## FRAGMENTO DEL DOCUMENTO
# # #

Estaba completamente deprimido cuando escribió su testamento. Creía que todo había sido para nada»

P.- Al empezar a escribir Kafka se topó usted con el problema de los primeros años. Había mucha documentación en sus diarios, pero estos empezaban muy tarde, ¿qué hizo para llenar todos esos huecos, los huecos de su infancia y su adolescencia?

R.- Fui en busca de los diarios de la época. Y descubrí que a través de las hemerotecas pueden reconstruirse vidas. También hice uso de relatos de compañeros suyos, y descubrí, por ejemplo, que de niño ya había experimentado la violencia antisemita, porque en uno de los diarios que encontré se hablaba de un incidente que duró cuatro días y cuatro noches y que ocurrió justo en la puerta de su casa.

P.- Su relación con el padre está en el centro de su narrativa, y tiene especial relevancia no ya en La carta al padre sino también en La metamorfosis, ¿ha llegado a descubrir qué pasó entre ellos?

R.- Hubo mucho silencio entre su padre y él. Cuando era niño, el padre gritaba y él obedecía. Luego, cuando él hacía algo que no entendía, el padre ironizaba al respecto. Y luego llegó el gran silencio. Su padre nunca entendió que no quisiese ayudarles en la empresa, que prefiriese pasarse los días encerrado en su habitación, escribiendo. Decía: ‘Te he pagado la carrera de Derecho, ¿por qué no nos ayudas? ¿De qué van a servirte los libros?’. Kafka siempre fue un incomprendido en su casa.

P.- Daba la sensación de que en sus escritos se empequeñecía -como en La metamorfosis, que se convirtió en un insecto- pero que en ese empequeñecerse, estaba su fuerza.

# # #

## DATOS PROPORCIONADOS
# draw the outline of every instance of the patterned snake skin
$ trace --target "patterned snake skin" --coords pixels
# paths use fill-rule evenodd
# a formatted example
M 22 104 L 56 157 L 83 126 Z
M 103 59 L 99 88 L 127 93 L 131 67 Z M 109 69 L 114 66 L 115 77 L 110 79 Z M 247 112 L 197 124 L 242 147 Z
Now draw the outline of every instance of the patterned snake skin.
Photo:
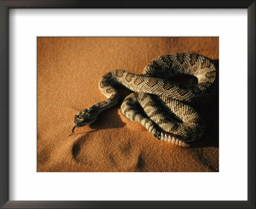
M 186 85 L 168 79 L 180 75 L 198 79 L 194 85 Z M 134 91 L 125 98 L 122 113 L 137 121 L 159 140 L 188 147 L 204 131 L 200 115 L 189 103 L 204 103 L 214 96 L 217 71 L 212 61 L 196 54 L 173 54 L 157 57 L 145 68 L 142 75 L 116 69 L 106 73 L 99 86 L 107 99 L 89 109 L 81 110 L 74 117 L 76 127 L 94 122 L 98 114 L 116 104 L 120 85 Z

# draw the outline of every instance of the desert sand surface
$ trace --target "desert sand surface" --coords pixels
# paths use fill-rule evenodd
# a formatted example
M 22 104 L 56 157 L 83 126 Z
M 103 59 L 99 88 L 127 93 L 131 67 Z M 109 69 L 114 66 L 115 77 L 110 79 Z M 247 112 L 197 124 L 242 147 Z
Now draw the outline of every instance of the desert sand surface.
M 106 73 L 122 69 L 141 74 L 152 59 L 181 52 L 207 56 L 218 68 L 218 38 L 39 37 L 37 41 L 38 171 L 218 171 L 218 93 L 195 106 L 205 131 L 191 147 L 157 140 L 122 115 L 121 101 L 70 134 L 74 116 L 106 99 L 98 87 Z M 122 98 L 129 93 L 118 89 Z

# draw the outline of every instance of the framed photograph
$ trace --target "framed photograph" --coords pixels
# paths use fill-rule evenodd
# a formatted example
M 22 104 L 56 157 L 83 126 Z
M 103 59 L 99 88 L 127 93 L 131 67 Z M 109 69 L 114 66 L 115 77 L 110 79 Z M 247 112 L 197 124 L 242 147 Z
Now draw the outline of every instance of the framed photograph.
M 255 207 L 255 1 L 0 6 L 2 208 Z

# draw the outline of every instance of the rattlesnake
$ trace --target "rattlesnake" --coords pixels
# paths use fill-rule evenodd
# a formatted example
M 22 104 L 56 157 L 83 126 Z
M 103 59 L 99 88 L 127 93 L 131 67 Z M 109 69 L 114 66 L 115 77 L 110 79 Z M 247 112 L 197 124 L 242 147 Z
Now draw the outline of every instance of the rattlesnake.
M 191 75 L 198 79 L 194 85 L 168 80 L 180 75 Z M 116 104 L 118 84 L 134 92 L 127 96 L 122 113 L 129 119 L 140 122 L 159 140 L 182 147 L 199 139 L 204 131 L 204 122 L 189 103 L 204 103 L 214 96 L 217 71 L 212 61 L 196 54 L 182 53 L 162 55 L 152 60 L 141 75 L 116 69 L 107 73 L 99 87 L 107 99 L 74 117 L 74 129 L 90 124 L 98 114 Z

# # #

## INSTRUCCIONES
[1] En la entrevista sobre Kafka, ¿cuánto duró el incidente antisemita ocurrido en la puerta de su casa?
[2] Reproduce textualmente la parte de la entrevista sobre Kafka que va desde "R.- Hubo mucho" hasta "en su casa.".

## RESPUESTAS POR TAREA
[1] Duró cuatro días y cuatro noches.

[2]
R.- Hubo mucho silencio entre su padre y él. Cuando era niño, el padre gritaba y él obedecía. Luego, cuando él hacía algo que no entendía, el padre ironizaba al respecto. Y luego llegó el gran silencio. Su padre nunca entendió que no quisiese ayudarles en la empresa, que prefiriese pasarse los días encerrado en su habitación, escribiendo. Decía: ‘Te he pagado la carrera de Derecho, ¿por qué no nos ayudas? ¿De qué van a servirte los libros?’. Kafka siempre fue un incomprendido en su casa.